▶ **Requirements**: Pull out each line in the records below that contains the string "hillside", and copy every such line in full.

::::::::

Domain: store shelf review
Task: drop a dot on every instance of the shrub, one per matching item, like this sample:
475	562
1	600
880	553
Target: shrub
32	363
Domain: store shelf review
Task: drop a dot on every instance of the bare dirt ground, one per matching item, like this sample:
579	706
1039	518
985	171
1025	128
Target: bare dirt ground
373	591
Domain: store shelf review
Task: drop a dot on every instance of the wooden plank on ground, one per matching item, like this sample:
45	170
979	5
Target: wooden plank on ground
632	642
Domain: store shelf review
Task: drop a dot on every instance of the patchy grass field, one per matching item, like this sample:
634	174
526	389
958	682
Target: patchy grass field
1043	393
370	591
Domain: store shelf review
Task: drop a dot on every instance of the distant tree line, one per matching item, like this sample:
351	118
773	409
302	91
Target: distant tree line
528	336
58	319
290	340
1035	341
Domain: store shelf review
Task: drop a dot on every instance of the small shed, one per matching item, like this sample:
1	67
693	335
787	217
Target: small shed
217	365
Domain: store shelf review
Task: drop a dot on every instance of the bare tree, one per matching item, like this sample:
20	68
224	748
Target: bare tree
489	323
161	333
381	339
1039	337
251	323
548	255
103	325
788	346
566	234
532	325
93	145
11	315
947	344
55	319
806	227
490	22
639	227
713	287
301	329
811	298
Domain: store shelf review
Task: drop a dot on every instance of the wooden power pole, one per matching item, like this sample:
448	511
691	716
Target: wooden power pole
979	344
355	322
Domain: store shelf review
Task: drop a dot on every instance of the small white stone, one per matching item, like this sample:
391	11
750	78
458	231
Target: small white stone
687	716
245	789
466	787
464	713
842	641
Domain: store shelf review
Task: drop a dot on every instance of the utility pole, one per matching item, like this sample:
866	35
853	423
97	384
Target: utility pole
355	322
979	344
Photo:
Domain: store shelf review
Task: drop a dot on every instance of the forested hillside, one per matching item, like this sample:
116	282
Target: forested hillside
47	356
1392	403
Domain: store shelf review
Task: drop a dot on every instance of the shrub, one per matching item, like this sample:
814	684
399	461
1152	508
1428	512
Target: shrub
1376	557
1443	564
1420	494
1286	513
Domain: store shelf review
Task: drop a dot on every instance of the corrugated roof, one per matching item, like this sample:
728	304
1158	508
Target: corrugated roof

::::::::

▶ **Written reply**:
Task: drop a dot on every instance of the forested hillside, one per matching item, like this sample:
Target: forested hillside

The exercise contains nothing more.